= 任务 =
1/ 原文中,货郎挑木箱的箱盖是用什么镶着的?
2/ 把原文中的一段一字不差地重新打出来:从含有“送别一年的终点,又迎新年的旅程,转眼元旦又至。”的那几个字开始,到“在深山后背僻街陋巷人的期盼。”为止。

= 原文 =

* * * * * * *

送别一年的终点,又迎新年的旅程,转眼元旦又至。

说起“元旦”,大家伙耳熟能详,说到“阳历年”,可能会浅尝辄止。其实它就是元旦,也就是新年。在家乡农村都把“元旦”叫成了“阳历年”。

在我十来岁的时候,过“阳历年”比起过春节,能有天渊之别。庄稼人大都忙着干活挣钱,没有人会去顾及这个“阳历年”。对于小学生而言就不同了,阳历年是最轻松的日子,学校也至少要放假一天,可以仨仨俩俩在一起摔“面包”,灰头土脸打陀螺;女娃娃爬上树枝,蒙上眼睛摸树猴,要不四人席地而坐玩抓石籽儿游戏。

当老远听到“货郎挑”摇着“咚咚咚”的拨浪鼓,就呼啦一下围拢过来,孩子们哄着摊儿,货郎挑借机提高嗓门"卖针哩卖线哩头发辫子换线哩。”“ 花米团瓷花瓶,琉璃咯嘣红头绳”吆喝着诱人来买。

“货郎挑”,其实就是一个小小的移动百货铺,货郎肩头上挑着一对箩筐,上放两个长方形的木箱子,箱盖用玻璃镶着,木盒里有大小不等的小木格,里边林林总总摆放着各种好看的玩具和生活小物件。最让娃娃眼馋的,便是那红红绿绿的小糖豆。

货郎挑所经营的小买卖,大都是些不起眼的小物件,这些小玩艺儿却都是居家过日子的生活元素。所以货郎挑也是庄稼人不可或缺的行当,尤其是居住在深山后背僻街陋巷人的期盼。

那时的人都很穷,家家户户几乎都没有什么钱,大人抖开手绢拿出块儿八角,要买木梳篦子和针头线脑,孩子们只能翻箱倒柜拿些破铺衬烂套子来换糖豆。糖豆换到手,舍不得用牙去咬,含在嘴里用舌头拨来推去,甜甜的感觉,一下能甜到心口窝里。女孩子噙着小糖豆,竟能唆上小半天,兴犹未尽的还要舔舔手指头。现在看来,一粒微不足道的小糖豆,竟是天大的幸福。

到了80年代,随着生活越来越好,每到“阳历年”这一天,无论早晚我家是要吃一碗香喷喷的肉饺子。吃顿肉饺子,也实属不易。在土地包产到户后,父亲每天早早忙罢地里的庄稼活,吃过上午饭,提上“干粮”,到邻村小煤矿,下井挖煤当“窑匠”。每年“阳历年”这天后半晌,母亲也会少干点儿农活,早早地下灶堂和面、择菜剥葱蒜,把萝卜洗净切片,在热水里焯一下,放案板上挤干水分剁碎备用,预备停当包饺子。

* * * * * * *

= 所给数据 =
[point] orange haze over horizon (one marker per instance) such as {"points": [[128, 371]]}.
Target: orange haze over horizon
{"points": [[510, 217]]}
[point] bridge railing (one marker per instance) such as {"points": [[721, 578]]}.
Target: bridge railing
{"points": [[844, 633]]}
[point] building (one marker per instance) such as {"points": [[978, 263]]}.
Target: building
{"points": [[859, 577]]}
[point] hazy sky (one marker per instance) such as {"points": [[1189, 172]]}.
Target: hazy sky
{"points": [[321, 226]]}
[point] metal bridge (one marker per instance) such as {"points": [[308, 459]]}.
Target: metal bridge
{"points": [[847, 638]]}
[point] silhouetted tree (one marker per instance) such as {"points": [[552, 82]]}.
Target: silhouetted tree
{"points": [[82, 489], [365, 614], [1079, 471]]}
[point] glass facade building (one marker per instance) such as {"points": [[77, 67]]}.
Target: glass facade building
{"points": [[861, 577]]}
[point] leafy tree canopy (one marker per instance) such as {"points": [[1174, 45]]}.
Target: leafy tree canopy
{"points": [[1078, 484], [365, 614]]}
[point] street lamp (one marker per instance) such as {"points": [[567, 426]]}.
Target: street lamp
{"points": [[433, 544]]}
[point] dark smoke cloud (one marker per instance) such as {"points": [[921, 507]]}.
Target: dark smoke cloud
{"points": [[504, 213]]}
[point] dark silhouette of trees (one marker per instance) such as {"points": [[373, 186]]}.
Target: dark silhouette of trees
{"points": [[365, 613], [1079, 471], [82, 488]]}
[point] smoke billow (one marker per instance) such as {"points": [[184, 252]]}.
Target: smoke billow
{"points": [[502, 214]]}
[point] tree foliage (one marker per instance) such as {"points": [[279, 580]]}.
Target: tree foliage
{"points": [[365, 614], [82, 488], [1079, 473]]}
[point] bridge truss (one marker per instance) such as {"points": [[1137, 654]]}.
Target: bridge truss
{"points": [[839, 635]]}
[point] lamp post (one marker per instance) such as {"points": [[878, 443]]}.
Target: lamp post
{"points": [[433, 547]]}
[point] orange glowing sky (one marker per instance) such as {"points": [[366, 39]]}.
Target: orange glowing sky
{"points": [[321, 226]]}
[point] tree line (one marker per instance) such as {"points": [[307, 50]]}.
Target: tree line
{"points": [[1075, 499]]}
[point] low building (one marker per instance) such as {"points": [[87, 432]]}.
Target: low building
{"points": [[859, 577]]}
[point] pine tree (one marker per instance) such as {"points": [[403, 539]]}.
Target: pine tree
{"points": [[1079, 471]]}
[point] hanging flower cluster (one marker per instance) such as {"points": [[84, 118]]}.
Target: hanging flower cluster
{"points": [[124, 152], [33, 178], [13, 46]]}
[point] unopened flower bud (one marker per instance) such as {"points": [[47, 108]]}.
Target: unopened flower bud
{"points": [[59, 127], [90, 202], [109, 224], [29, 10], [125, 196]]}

* * * * * * *

= 各题答案 =
1/ 玻璃

2/
送别一年的终点,又迎新年的旅程,转眼元旦又至。

说起“元旦”,大家伙耳熟能详,说到“阳历年”,可能会浅尝辄止。其实它就是元旦,也就是新年。在家乡农村都把“元旦”叫成了“阳历年”。

在我十来岁的时候,过“阳历年”比起过春节,能有天渊之别。庄稼人大都忙着干活挣钱,没有人会去顾及这个“阳历年”。对于小学生而言就不同了,阳历年是最轻松的日子,学校也至少要放假一天,可以仨仨俩俩在一起摔“面包”,灰头土脸打陀螺;女娃娃爬上树枝,蒙上眼睛摸树猴,要不四人席地而坐玩抓石籽儿游戏。

当老远听到“货郎挑”摇着“咚咚咚”的拨浪鼓,就呼啦一下围拢过来,孩子们哄着摊儿,货郎挑借机提高嗓门"卖针哩卖线哩头发辫子换线哩。”“ 花米团瓷花瓶,琉璃咯嘣红头绳”吆喝着诱人来买。

“货郎挑”,其实就是一个小小的移动百货铺,货郎肩头上挑着一对箩筐,上放两个长方形的木箱子,箱盖用玻璃镶着,木盒里有大小不等的小木格,里边林林总总摆放着各种好看的玩具和生活小物件。最让娃娃眼馋的,便是那红红绿绿的小糖豆。

货郎挑所经营的小买卖,大都是些不起眼的小物件,这些小玩艺儿却都是居家过日子的生活元素。所以货郎挑也是庄稼人不可或缺的行当,尤其是居住在深山后背僻街陋巷人的期盼。